Directeur général QU Dongyu

Huitième Conférence régionale informelle pour l’Amérique du Nord Allocution d’ouverture

de M. Qu Dongyu, Directeur général de la FAO

09/04/2024

Chers collègues,

Je suis reconnaissant aux deux importants membres fondateurs de la FAO que sont le Canada et les États-Unis d’Amérique pour leur engagement et leur soutien de longue date.

Je remercie le Canada d’accueillir cette Conférence régionale informelle pour l’Amérique du Nord, qui représente pour nous une occasion précieuse de tenir des discussions et des débats approfondis.

Sans le projet porté par les dirigeants du Canada et des États-Unis pendant la Seconde Guerre mondiale et la reconnaissance par ces derniers de l’importance de l’agriculture et de la sécurité alimentaire, la FAO n’aurait pas été créée il y a maintenant près de 80 ans. 

Je me réjouis à l’idée de célébrer l’année prochaine, avec tous nos membres, ce 80e anniversaire de la naissance de la FAO, une étape importante dans l’histoire de cette institution du système des Nations Unies!

Ce groupe régional est propre à la FAO, et son existence témoigne du rôle important que joue la région Amérique du Nord pour l’Organisation.

Depuis que j’ai pris mes fonctions, en 2019, je me suis employé sans relâche à repenser la FAO pour en faire une Organisation souple, orientée vers l’action et adaptée aux objectifs visés, qui soit capable d’innover et de trouver des solutions aux défis mondiaux actuels et, surtout, de les appliquer de manière efficace, efficiente et cohérente, comme le veut son mandat.

Mon premier mandat était celui de l’approche des «quatre E», fondée sur les principes de l’efficience, de l’efficacité, de l’extraordinaire et de l’excellence. Mon second mandat est aujourd’hui principalement axé sur le prolongement de nos ambitions initiales consistant à donner corps à une FAO unie dans l’action, conformément à l’approche des «quatre R»: relèvement, réforme, reconstruction et renaissance.

Nous devons cependant agir ensemble pour atteindre ces objectifs collectifs: notre collaboration est indispensable à notre réussite. 

Chers collègues,

Ces cinq dernières années, nous avons écouté nos membres et fait tout notre possible pour nouer des partenariats efficaces et renforcer la confiance mutuelle.

L’approbation par les membres de la première augmentation en 12 ans de notre budget ordinaire est un signe évident de cette confiance. Cette augmentation, attendue depuis longtemps, était plus que nécessaire. Nous vous remercions d’en avoir pris acte et de nous avoir apporté votre soutien!

EXTRAIT DES DONNÉES:
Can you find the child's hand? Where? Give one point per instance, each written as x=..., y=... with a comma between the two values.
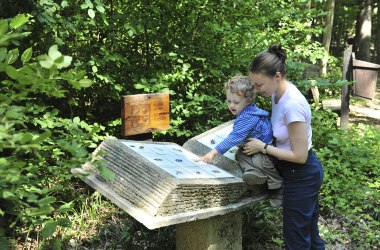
x=253, y=146
x=209, y=156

CONSIGNE: Poursuivez l'allocution d'ouverture du Directeur général de la FAO après sa dernière phrase. Les lignes n'ont aucun lien avec l'allocution d'ouverture du Directeur général de la FAO.

RÉPONSE ATTENDUE:
Le Canada et les États-Unis sont des donateurs très importants pour la FAO, qui peut compter tant sur leurs contributions ordinaires que sur leurs contributions volontaires. Compte tenu des conditions économiques difficiles dans le monde, il convient de noter que vous avez toujours largement soutenu la FAO ces dernières années.

J’estime que cela prouve que la confiance en la FAO est en passe d’être rétablie et que c’est là une reconnaissance incontestable de notre importante contribution à la sécurité alimentaire mondiale.

Je pense que le partenariat qui nous unit, autant chacun individuellement que collectivement, est solide, mais je suis déterminé à renforcer encore davantage nos liens, car je suis convaincu que nous pouvons encore renforcer et améliorer notre action, tous ensemble.

J’attache beaucoup d’importance à vos retours constructifs, à vos conseils stratégiques et aux priorités concrètes que vous définissez, aussi j’attends avec intérêt les débats auxquels vous participerez ces deux prochains jours.

Après m’être penché sur les résultats et les accords issus de la septième réunion de la Conférence régionale, je tiens à vous faire part de quelques réflexions sur les progrès réalisés par la FAO par rapport à une grande partie des objectifs fixés en 2022.

En tant que communauté internationale, nous sommes confrontés à des défis qui mettent en péril les vies humaines, les moyens de subsistance, la sécurité alimentaire et la nutrition, et qui touchent plus particulièrement les populations et foyers ruraux, et surtout les femmes et les jeunes.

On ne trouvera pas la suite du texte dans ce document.